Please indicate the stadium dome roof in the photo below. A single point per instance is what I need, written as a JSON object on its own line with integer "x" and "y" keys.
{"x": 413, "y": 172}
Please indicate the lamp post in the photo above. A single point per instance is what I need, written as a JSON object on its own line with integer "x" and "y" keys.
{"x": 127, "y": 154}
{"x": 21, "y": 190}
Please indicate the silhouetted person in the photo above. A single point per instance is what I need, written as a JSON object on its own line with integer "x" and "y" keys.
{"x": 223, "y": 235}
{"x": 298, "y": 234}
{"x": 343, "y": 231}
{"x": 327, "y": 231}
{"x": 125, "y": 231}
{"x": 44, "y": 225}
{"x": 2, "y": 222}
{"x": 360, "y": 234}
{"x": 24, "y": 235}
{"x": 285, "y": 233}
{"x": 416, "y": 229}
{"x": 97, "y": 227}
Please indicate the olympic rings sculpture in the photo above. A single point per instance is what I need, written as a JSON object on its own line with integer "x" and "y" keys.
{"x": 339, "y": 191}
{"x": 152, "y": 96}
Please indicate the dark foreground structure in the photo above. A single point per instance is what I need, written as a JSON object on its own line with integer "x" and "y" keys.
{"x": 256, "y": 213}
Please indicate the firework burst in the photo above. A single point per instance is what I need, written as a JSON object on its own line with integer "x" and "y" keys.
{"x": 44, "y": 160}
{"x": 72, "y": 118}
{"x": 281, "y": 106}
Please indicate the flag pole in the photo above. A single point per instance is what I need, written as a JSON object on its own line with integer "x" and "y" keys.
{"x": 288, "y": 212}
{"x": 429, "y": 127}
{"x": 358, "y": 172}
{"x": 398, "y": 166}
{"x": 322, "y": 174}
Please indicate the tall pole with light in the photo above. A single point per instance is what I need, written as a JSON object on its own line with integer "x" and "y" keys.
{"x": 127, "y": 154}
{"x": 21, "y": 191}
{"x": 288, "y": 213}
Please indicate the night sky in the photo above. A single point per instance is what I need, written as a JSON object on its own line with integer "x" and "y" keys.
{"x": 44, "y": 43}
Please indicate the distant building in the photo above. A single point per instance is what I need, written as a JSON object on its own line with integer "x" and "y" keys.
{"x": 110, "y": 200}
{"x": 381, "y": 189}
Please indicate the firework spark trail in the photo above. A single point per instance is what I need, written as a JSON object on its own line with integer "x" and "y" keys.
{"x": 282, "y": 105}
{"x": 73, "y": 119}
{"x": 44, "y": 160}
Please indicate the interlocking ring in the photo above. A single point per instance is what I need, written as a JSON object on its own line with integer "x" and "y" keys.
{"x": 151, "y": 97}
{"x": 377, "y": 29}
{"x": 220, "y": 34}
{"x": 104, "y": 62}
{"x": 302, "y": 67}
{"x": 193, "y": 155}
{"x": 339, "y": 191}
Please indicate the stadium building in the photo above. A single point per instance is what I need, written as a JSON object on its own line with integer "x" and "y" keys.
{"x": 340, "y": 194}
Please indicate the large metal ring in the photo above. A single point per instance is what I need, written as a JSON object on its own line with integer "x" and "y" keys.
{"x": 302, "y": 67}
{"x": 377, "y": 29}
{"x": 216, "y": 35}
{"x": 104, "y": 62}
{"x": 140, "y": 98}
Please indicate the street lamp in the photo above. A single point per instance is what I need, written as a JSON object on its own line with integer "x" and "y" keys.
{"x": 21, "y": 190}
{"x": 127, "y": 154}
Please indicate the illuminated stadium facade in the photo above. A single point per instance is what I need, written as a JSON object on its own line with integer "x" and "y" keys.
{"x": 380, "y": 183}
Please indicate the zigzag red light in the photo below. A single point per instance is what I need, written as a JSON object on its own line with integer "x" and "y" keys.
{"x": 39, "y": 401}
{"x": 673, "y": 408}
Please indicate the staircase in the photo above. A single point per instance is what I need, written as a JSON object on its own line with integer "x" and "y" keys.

=-=-=-=-=

Exercise - Transcribe the full listing. Change nothing.

Exercise result -
Please indicate the stadium dome roof in the photo below. A single point per instance is what I need, written as a JSON object on its own line with integer "x" and "y" keys.
{"x": 413, "y": 172}
Please indicate the lamp post in the photo above. A single point per instance is what I need, written as a JSON object on its own line with integer "x" and "y" keys.
{"x": 127, "y": 154}
{"x": 21, "y": 190}
Please indicate the silhouetted person in the photo above. A single point per instance is what I need, written as a JSON object on its own line with integer "x" and "y" keys.
{"x": 223, "y": 235}
{"x": 298, "y": 234}
{"x": 343, "y": 231}
{"x": 327, "y": 231}
{"x": 125, "y": 231}
{"x": 44, "y": 225}
{"x": 2, "y": 222}
{"x": 360, "y": 234}
{"x": 24, "y": 235}
{"x": 285, "y": 233}
{"x": 416, "y": 229}
{"x": 97, "y": 227}
Please indicate the olympic rings sculpture in the photo above. A single point per instance is what I need, written as a JSON object on its own line with integer "x" and "y" keys.
{"x": 339, "y": 191}
{"x": 152, "y": 96}
Please indicate the dark foreground structure in the photo above. A single point per instance is what I need, written as a JSON object on its own line with integer "x" and "y" keys.
{"x": 256, "y": 213}
Please indicate the firework burst in the photo above. A single point per instance is what I need, written as a JSON object on its own line with integer "x" and "y" keys.
{"x": 44, "y": 160}
{"x": 72, "y": 118}
{"x": 281, "y": 106}
Please indicate the flag pole in the photo above. A single point per instance is what I need, written as a JSON object on its own line with integer "x" and "y" keys.
{"x": 288, "y": 212}
{"x": 429, "y": 127}
{"x": 358, "y": 172}
{"x": 398, "y": 166}
{"x": 322, "y": 174}
Please indicate the tall pole with light in the photo above. A single point per instance is what I need, written as a JSON object on its own line with integer "x" and "y" keys.
{"x": 127, "y": 154}
{"x": 21, "y": 191}
{"x": 288, "y": 213}
Please indicate the night sky in the photo above. A single point per instance is what I need, written as a JSON object on its own line with integer "x" and "y" keys.
{"x": 44, "y": 43}
Please indicate the distant building in the photo above. A single point per instance is what I need, written as a JSON object on its own line with integer "x" and "y" keys.
{"x": 110, "y": 200}
{"x": 381, "y": 189}
Please indicate the firework spark trail in the photo above. A single point per instance is what I need, written as a JSON object on its own line with integer "x" and "y" keys.
{"x": 282, "y": 105}
{"x": 73, "y": 119}
{"x": 44, "y": 160}
Please indicate the interlocking ring in the photo above. A single point per instance is what I need, written as a JSON object on its own line with integer "x" and "y" keys.
{"x": 151, "y": 97}
{"x": 377, "y": 29}
{"x": 220, "y": 34}
{"x": 104, "y": 62}
{"x": 302, "y": 67}
{"x": 193, "y": 155}
{"x": 339, "y": 191}
Please indicate the stadium building in the photo above. A single point per instance is what I need, written as a JSON object on its own line with integer "x" and "y" keys.
{"x": 340, "y": 194}
Please indicate the large metal ring in the photo above. A single point per instance is what I need, written as a JSON object on its own line with integer "x" and "y" keys.
{"x": 302, "y": 67}
{"x": 377, "y": 29}
{"x": 216, "y": 35}
{"x": 104, "y": 62}
{"x": 140, "y": 98}
Please indicate the street lamp in the photo above. A single point per instance is what I need, written as a JSON object on its own line with integer "x" and "y" keys.
{"x": 21, "y": 190}
{"x": 127, "y": 154}
Please indicate the illuminated stadium facade in the photo above. A single point per instance is what I need, written as a JSON object on its own line with integer "x" and "y" keys.
{"x": 380, "y": 183}
Please indicate the zigzag red light in the photo below. A single point per instance is what I need, written as a JSON object on its own line with integer "x" and "y" keys.
{"x": 39, "y": 401}
{"x": 673, "y": 408}
Please indicate the staircase in the photo above. A single point per instance is what I need, written as a JSON object on its own line with integer "x" and "y" keys.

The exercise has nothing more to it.